Cyprus Natural Gas Project (Offshore Cyprus) During fourth quarter 2015, we entered into a farm-out agreement with a partner for a 35% interest in Block 12, which includes the Aphrodite natural gas discovery, for $171 million. We received initial proceeds of $131 million related to the farm-out agreement in 2016 and received the remaining consideration, subject to post-close adjustments, in January 2017. We continue to operate with a 35% interest. As part of the farm-out process, we negotiated a waiver of our remaining exploration well obligation.
In September 2017, we submitted an updated development plan to the Government of Cyprus. We continue to work with the Government of Cyprus to obtain approval of the development plan and the issuance of an Exploitation License for the Aphrodite field. Receiving an Exploitation License, in conjunction with securing markets for Aphrodite natural gas, will allow us and our partners to perform the necessary FEED studies and progress the project to final investment decision. In preparation for FEED, we and our partners are currently performing preliminary engineering and design (pre-FEED) for the potential development of the Aphrodite field that, as currently planned, would deliver natural gas to regional customers. During 2017, we progressed capital project cost improvements and continued regional natural gas marketing efforts.

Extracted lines
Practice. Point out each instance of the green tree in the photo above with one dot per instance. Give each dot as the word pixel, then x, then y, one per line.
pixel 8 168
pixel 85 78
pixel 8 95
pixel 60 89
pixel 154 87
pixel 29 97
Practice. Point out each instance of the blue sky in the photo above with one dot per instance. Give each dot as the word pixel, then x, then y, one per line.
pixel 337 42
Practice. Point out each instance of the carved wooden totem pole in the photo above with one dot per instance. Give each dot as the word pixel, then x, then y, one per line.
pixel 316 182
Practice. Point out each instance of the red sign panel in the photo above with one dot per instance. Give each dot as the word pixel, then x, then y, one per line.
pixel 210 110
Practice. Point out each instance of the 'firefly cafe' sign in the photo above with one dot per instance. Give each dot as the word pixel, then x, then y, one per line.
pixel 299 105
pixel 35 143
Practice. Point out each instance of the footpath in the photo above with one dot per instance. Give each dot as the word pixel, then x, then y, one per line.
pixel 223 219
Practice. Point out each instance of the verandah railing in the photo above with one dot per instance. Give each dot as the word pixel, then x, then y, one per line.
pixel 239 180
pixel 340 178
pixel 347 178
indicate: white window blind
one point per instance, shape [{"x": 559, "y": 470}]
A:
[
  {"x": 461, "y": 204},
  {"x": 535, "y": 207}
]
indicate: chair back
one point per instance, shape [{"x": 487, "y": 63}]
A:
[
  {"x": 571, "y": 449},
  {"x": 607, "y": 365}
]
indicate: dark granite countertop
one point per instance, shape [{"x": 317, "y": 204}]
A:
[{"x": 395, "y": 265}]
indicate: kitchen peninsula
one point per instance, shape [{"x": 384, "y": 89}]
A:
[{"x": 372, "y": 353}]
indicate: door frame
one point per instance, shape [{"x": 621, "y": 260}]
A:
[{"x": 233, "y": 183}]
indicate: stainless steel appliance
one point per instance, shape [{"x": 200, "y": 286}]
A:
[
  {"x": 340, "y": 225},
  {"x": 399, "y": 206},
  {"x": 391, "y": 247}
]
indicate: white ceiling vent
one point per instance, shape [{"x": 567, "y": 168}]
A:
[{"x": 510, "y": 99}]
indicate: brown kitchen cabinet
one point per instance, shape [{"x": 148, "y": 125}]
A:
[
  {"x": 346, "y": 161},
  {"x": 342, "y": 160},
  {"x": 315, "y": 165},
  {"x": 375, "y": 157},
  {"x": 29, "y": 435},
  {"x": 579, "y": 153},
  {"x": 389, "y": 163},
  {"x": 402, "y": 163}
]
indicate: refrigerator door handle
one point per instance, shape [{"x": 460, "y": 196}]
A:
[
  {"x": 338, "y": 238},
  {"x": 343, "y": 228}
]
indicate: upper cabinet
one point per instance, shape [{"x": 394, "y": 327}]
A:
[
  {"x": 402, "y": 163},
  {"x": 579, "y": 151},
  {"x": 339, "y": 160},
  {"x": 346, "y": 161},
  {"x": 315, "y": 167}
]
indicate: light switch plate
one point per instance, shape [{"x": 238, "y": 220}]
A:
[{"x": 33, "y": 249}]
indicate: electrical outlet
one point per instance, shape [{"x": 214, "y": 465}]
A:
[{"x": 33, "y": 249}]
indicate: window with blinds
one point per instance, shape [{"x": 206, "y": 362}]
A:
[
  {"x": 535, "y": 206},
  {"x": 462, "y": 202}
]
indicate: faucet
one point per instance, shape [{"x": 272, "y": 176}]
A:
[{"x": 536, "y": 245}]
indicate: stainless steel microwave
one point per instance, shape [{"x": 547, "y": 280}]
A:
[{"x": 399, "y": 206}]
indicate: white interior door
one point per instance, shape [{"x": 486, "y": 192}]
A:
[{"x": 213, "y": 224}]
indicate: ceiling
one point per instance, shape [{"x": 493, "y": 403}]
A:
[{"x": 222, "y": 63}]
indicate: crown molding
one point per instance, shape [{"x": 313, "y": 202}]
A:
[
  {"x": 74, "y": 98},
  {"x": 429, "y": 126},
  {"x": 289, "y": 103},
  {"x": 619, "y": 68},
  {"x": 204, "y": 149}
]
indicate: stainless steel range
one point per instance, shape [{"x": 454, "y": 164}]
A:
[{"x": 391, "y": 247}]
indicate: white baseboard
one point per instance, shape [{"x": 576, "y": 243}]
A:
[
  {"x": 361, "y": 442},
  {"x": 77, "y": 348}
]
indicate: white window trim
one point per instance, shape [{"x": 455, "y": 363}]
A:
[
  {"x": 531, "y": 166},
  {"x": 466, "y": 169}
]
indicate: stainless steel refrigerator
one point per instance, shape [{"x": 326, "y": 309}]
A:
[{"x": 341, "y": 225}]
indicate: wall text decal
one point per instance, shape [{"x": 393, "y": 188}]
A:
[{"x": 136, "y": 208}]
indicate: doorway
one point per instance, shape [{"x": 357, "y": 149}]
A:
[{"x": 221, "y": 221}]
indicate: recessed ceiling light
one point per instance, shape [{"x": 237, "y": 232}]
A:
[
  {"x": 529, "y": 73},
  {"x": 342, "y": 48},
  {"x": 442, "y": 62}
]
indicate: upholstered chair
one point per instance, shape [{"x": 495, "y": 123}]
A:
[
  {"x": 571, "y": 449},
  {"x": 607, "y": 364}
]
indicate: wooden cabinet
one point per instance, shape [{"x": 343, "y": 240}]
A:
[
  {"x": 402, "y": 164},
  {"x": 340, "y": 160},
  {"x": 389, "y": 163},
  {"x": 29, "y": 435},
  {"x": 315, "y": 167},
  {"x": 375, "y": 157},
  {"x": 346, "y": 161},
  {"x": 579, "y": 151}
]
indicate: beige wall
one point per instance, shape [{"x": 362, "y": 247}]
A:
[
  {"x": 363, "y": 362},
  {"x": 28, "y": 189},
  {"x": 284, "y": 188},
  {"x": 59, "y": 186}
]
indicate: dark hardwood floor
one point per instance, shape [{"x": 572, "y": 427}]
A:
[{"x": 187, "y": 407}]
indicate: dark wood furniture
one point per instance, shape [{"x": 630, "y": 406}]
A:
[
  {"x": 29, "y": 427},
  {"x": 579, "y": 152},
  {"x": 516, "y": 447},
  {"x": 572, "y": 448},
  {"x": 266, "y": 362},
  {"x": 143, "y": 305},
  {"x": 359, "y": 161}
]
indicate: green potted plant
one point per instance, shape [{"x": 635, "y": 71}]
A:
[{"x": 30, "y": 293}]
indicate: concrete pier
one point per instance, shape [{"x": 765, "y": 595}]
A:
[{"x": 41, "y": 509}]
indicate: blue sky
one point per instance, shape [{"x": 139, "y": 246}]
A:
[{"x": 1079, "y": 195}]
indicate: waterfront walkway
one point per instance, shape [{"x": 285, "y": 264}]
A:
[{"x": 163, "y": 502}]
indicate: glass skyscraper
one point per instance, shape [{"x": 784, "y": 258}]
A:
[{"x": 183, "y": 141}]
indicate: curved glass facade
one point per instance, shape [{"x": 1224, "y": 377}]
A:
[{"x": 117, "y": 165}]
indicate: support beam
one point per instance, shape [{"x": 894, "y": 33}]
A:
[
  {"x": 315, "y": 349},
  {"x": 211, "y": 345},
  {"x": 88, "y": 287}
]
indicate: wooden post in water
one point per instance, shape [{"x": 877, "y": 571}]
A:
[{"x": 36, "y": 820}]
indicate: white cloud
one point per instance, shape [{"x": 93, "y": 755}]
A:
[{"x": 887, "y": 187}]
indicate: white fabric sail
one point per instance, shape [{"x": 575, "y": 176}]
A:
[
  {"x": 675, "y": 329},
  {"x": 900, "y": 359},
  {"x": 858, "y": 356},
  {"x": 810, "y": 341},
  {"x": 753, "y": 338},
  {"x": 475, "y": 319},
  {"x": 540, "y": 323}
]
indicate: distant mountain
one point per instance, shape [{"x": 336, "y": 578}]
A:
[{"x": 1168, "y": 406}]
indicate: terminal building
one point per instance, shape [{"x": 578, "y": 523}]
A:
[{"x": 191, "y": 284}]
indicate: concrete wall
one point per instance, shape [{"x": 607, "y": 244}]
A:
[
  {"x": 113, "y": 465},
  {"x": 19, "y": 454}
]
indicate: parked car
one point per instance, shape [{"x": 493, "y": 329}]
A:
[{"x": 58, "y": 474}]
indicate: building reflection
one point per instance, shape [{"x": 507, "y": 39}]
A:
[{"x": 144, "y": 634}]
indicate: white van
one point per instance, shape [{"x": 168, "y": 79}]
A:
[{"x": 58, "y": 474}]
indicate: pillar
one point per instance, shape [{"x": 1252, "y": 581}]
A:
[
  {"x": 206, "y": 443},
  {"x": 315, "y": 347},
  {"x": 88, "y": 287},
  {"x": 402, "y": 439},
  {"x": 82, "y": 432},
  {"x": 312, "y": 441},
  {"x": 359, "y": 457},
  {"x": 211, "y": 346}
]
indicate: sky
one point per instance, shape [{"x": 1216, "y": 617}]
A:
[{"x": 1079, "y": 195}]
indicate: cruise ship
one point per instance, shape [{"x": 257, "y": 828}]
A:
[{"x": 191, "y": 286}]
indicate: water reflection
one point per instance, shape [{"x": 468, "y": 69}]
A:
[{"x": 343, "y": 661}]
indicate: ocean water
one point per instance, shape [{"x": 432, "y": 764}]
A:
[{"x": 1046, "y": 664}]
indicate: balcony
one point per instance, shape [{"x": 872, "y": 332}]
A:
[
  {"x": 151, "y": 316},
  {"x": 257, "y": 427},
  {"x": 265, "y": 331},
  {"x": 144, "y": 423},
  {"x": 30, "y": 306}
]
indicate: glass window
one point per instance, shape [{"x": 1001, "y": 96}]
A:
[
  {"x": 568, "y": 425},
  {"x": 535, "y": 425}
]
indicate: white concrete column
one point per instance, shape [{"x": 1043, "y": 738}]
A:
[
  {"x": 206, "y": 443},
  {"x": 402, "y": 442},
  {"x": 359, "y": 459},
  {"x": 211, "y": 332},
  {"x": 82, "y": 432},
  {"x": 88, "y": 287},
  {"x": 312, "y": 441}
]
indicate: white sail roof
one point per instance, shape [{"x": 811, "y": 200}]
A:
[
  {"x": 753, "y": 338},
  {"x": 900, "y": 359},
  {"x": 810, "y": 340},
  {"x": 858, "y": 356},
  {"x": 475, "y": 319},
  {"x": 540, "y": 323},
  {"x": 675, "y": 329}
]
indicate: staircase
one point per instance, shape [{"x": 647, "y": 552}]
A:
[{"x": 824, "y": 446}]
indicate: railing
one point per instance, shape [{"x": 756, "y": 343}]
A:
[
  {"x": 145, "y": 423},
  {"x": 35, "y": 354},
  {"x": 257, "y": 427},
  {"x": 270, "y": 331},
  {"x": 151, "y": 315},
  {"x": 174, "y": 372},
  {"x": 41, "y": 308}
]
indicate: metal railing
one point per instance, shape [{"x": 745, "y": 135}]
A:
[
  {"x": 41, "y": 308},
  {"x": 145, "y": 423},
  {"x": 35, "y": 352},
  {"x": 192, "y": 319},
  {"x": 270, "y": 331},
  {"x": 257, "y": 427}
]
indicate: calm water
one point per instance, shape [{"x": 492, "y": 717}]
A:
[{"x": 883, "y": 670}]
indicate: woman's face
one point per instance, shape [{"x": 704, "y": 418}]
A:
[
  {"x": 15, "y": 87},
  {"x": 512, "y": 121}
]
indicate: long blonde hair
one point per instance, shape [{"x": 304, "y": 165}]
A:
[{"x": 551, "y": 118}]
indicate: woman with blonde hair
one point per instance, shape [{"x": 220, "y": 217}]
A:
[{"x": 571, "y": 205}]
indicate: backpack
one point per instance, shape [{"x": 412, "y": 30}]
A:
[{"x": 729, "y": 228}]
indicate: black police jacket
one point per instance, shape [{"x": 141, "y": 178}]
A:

WHAT YOU NEED TO DO:
1. List every date or time period mentioned in the passage on the Cyprus natural gas project, in the order in which they appear.
2. Carry on the passage on the Cyprus natural gas project from its final sentence.

TASK ANSWERS:
1.
Fourth quarter 2015
2016
January 2017
September 2017
2017

2.
West Africa (Equatorial Guinea, Cameroon and Gabon)   West Africa is one of our operating areas and includes the Alba field, Block O and Block I offshore Equatorial Guinea, the YoYo PSC, offshore Cameroon, and one block offshore Gabon. In West Africa, our interests can be burdened by overriding royalty interests and/or other government interests. As such, our working interests may differ from our revenue interests. Equatorial Guinea is currently our only producing country in our West Africa segment and, excluding the impact of equity investees, Equatorial Guinea contributed an average of 57 MBoe/d of sales volumes in 2017 and represented approximately 15% of total consolidated sales volumes. At December 31, 2017, Equatorial Guinea represented approximately 5% of total proved reserves. We held approximately 118,000 net developed acres and 30,000 net undeveloped acres in Equatorial Guinea, 168,000 net undeveloped acres in Cameroon, and 403,000 net undeveloped acres in Gabon at December 31, 2017.
Locations of our upstream operations in Equatorial Guinea and Cameroon, as of December 31, 2017 are shown on the map below:
http://api.tenkwizard.com/cgi/image?quest=1&rid=23&ipage=12068740&doc=34
Aseng Field Aseng is an oil field on Block I (40% operated working interest, 38% revenue interest), offshore Equatorial Guinea, which began producing in 2011. The development includes five horizontal producing wells flowing to the Aseng floating production, storage and offloading vessel (FPSO) where the crude oil is stored until sold, and natural gas and water are reinjected into the reservoir to maintain pressure and maximize crude oil recoveries. During 2017, the Aseng field produced approximately 7 MBoe/d, net.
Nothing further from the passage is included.